EXERCISE REQUIREMENTS: All of the data below is to be copied exactly.

EXERCISE MATERIALS:

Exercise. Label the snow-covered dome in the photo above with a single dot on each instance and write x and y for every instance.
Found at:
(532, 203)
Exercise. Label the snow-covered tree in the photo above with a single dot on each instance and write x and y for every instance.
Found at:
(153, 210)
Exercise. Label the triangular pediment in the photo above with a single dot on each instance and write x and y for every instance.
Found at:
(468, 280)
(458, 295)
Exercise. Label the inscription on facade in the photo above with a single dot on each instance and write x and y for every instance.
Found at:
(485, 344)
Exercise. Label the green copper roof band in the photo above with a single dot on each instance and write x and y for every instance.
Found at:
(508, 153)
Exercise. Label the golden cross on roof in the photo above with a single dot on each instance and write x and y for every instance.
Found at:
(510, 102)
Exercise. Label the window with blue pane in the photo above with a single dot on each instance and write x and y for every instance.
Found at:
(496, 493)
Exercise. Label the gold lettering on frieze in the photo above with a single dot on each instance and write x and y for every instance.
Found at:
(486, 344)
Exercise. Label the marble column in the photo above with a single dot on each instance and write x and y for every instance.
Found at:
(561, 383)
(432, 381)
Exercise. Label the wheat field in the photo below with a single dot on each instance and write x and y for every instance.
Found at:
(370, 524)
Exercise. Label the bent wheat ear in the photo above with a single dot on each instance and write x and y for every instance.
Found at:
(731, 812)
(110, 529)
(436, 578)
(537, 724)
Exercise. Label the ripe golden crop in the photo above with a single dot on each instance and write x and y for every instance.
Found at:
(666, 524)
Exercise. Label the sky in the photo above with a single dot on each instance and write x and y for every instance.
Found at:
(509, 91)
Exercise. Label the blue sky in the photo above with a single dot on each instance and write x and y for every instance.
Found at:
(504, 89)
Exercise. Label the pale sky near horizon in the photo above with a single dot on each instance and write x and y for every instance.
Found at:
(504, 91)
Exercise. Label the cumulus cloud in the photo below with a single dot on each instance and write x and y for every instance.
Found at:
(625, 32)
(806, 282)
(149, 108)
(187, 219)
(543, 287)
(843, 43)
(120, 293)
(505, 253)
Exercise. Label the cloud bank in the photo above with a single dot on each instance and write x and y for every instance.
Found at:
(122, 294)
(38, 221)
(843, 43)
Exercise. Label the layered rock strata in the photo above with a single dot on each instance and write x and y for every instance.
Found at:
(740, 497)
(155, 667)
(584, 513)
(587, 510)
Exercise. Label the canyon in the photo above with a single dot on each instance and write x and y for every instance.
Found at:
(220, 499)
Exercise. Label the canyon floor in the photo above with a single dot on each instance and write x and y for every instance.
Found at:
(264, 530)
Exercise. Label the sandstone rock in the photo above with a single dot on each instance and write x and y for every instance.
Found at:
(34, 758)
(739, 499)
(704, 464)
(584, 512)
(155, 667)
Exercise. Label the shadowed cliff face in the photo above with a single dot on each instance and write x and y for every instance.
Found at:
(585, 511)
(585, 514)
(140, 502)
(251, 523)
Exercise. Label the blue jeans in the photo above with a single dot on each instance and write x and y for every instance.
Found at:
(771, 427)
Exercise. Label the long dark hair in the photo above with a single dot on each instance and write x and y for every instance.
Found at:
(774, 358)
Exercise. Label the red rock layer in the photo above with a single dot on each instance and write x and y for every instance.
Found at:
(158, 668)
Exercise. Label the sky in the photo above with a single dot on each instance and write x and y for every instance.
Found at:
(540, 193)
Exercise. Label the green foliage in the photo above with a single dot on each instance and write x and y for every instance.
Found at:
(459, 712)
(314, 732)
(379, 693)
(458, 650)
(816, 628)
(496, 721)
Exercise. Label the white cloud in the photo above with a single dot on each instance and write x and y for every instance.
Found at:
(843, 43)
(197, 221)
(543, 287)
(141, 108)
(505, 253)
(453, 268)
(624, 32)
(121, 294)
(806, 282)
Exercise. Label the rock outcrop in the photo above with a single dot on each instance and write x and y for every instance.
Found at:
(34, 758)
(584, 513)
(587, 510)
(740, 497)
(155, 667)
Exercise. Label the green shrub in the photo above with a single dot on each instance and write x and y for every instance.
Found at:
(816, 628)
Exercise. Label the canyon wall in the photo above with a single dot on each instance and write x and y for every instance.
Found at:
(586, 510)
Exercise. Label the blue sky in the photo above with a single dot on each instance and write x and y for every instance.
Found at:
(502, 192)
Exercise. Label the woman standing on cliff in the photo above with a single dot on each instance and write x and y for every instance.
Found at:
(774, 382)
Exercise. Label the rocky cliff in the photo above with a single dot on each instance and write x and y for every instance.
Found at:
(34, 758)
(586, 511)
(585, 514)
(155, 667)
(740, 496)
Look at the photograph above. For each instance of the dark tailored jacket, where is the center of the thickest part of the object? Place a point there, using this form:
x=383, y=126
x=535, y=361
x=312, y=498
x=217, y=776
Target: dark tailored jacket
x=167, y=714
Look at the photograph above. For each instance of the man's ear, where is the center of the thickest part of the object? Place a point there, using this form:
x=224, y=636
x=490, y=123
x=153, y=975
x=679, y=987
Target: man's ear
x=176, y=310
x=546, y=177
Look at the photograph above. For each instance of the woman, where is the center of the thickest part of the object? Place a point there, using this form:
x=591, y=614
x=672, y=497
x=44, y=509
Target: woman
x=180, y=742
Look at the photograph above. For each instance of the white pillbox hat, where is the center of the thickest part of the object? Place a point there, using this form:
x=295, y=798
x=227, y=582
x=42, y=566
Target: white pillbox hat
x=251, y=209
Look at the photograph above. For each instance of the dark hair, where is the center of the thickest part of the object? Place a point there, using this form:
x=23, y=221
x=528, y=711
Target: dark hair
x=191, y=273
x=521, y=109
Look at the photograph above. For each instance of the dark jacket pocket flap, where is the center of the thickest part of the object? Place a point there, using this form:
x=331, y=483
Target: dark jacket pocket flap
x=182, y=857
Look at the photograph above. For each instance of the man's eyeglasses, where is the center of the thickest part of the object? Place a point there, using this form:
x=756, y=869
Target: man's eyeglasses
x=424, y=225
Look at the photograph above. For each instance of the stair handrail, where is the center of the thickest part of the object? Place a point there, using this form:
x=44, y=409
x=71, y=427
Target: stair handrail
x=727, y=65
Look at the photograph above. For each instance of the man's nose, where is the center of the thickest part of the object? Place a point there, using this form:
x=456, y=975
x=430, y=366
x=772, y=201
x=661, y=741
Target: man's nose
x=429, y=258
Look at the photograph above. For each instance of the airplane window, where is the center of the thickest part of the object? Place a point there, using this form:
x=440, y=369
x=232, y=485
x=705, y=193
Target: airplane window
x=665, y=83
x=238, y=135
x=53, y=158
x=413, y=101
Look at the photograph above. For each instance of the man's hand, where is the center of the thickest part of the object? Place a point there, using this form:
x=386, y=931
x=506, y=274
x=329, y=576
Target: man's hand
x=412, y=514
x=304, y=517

FINAL ANSWER:
Exercise. Label the snow-covered dome in the photo above with a single dot on each instance and write x and y for every instance.
Found at:
(532, 203)
Exercise. Label the snow-covered tree in the photo above with a single dot on each instance and write x and y for every instance.
Found at:
(153, 210)
Exercise. Label the triangular pediment in the photo above with a single dot on each instance and write x and y for every instance.
Found at:
(468, 280)
(458, 295)
Exercise. Label the inscription on facade in the photo above with a single dot on each instance and write x and y for every instance.
Found at:
(485, 344)
Exercise. Label the green copper roof band in the photo above with a single dot on each instance and write x and y for every instance.
Found at:
(508, 153)
Exercise. Label the golden cross on roof in the photo above with a single dot on each instance and write x and y for every instance.
Found at:
(510, 102)
Exercise. Label the window with blue pane in the photo above with a single dot on each instance and write x and y for every instance.
Found at:
(496, 493)
Exercise. Label the gold lettering on frieze in the photo above with a single dot on each instance and write x and y for every instance.
Found at:
(486, 344)
Exercise. Label the marble column in the photo above with a single dot on each instance and write x and y for every instance.
Found at:
(561, 383)
(432, 381)
Exercise. Label the wheat field in the photo below with a single dot on each instance and write x and y for every instance.
Found at:
(370, 524)
Exercise. Label the bent wheat ear in the photo above with a single dot on each instance and write x and y for every instance.
Found at:
(731, 812)
(110, 529)
(436, 578)
(537, 724)
Exercise. Label the ripe golden crop in the photo above with a single dot on each instance and write x and y for every instance.
Found at:
(666, 524)
Exercise. Label the sky in the photo above with a single dot on each instance and write x and y for every instance.
Found at:
(509, 91)
Exercise. Label the blue sky in the photo above with a single dot on each instance and write x and y for every instance.
Found at:
(504, 89)
Exercise. Label the pale sky near horizon in the photo above with a single dot on each instance and write x and y for every instance.
Found at:
(504, 91)
Exercise. Label the cumulus cloud in the photo below with a single dot on each instance and write x and y for every instance.
Found at:
(625, 32)
(806, 282)
(149, 108)
(187, 219)
(543, 287)
(843, 43)
(120, 293)
(505, 253)
Exercise. Label the cloud bank in the photo above with a single dot on each instance and write x and y for every instance.
Found at:
(122, 294)
(38, 221)
(843, 43)
Exercise. Label the layered rock strata in the photo above with a single dot on each instance and write x and y for every instance.
Found at:
(740, 497)
(155, 667)
(584, 513)
(587, 510)
Exercise. Label the canyon in the photo above with a single dot on each instance and write x and y for every instance.
Found at:
(220, 499)
Exercise. Label the canyon floor in the photo above with a single dot on each instance and write x and y for every instance.
Found at:
(264, 530)
Exercise. Label the sandstone rock in the photo above with a single dot on each instance and write x and y for every instance.
Found at:
(34, 758)
(739, 499)
(704, 464)
(584, 512)
(155, 667)
Exercise. Label the shadowed cliff face in the photo above with a single dot on each instance and write x and y for every instance.
Found at:
(585, 511)
(585, 514)
(140, 502)
(251, 523)
Exercise. Label the blue jeans in the photo above with a single dot on each instance and write x and y for every instance.
Found at:
(771, 427)
Exercise. Label the long dark hair in the photo above with a single dot on each instance and write x and y for every instance.
Found at:
(774, 358)
Exercise. Label the red rock layer in the photo above with a single dot on each instance and write x and y for every instance.
Found at:
(158, 668)
Exercise. Label the sky in the photo above with a single dot on each instance and write x and y for every instance.
Found at:
(540, 193)
Exercise. Label the green foliage in the photo above with a single dot on each instance and write x and y for every instance.
Found at:
(459, 712)
(314, 732)
(379, 693)
(458, 650)
(816, 628)
(496, 721)
Exercise. Label the white cloud in the photo above with a single dot on each instance and write x and y for every instance.
Found at:
(843, 43)
(197, 221)
(543, 287)
(141, 108)
(505, 253)
(453, 268)
(624, 32)
(121, 294)
(806, 282)
Exercise. Label the rock outcrop in the photo above with a single dot on each instance and write x and y for every instance.
Found at:
(34, 758)
(584, 513)
(587, 510)
(740, 497)
(155, 667)
Exercise. Label the green shrub in the photo above with a single dot on each instance and write x and y for every instance.
Found at:
(816, 628)
Exercise. Label the canyon wall in the photo above with a single dot on each instance and write x and y for every instance.
Found at:
(586, 510)
Exercise. Label the blue sky in the photo above with a single dot on each instance and write x and y for every instance.
Found at:
(502, 192)
Exercise. Label the woman standing on cliff in the photo above with a single dot on each instance and write x and y for every instance.
Found at:
(774, 382)
Exercise. Label the rocky cliff in the photo above with a single dot on each instance and write x and y for every instance.
Found at:
(34, 758)
(586, 511)
(585, 514)
(155, 667)
(740, 496)
Look at the photograph above. For each instance of the dark tailored jacket, where is the center of the thickest part of the object? Place a point there, using this form:
x=383, y=126
x=535, y=361
x=312, y=498
x=217, y=776
Target: dark tailored jacket
x=167, y=714
Look at the photograph above. For each instance of the man's ear, where is the center of the thickest part of the object? Place a point there, using this form:
x=224, y=636
x=490, y=123
x=153, y=975
x=679, y=987
Target: man's ear
x=176, y=310
x=546, y=177
Look at the photograph above. For each instance of the woman, where is the center of the thickest part of the object? Place a point there, using this form:
x=591, y=614
x=672, y=497
x=44, y=509
Target: woman
x=180, y=742
Look at the photograph above. For each instance of the white pillbox hat, where is the center of the thickest part of the object? Place a point there, using this form:
x=295, y=798
x=227, y=582
x=42, y=566
Target: white pillbox hat
x=251, y=209
Look at the photograph above. For each instance of the dark hair, where is the center of the thickest part of the object? Place a point there, using this form:
x=23, y=221
x=528, y=711
Target: dark hair
x=191, y=273
x=521, y=109
Look at the photograph above. For each instance of the dark jacket pocket flap, where is the center of the thickest part of the object? Place a point there, using this form:
x=331, y=483
Target: dark jacket pocket flap
x=182, y=857
Look at the photograph above. For each instance of the man's eyeglasses, where is the center of the thickest part of the object? Place a point there, using this form:
x=756, y=869
Target: man's eyeglasses
x=424, y=225
Look at the photograph above. For each instance of the stair handrail, where is the center of the thickest part of the object? Place a point there, using this form:
x=44, y=409
x=71, y=427
Target: stair handrail
x=727, y=65
Look at the photograph above. For each instance of the man's nose, where is the center of the thickest part of the object? Place a point there, using this form:
x=456, y=975
x=430, y=366
x=772, y=201
x=661, y=741
Target: man's nose
x=429, y=258
Look at the photograph above. For each instance of the airplane window, where is the center of the thickest part of the object? Place a point there, using this form:
x=440, y=369
x=232, y=485
x=705, y=193
Target: airplane window
x=665, y=83
x=238, y=135
x=53, y=158
x=413, y=101
Look at the photograph above. For each instance of the man's hand, where is the center of the thickest part of the object? Place a point there, using this form:
x=386, y=931
x=506, y=274
x=329, y=576
Target: man's hand
x=412, y=514
x=304, y=517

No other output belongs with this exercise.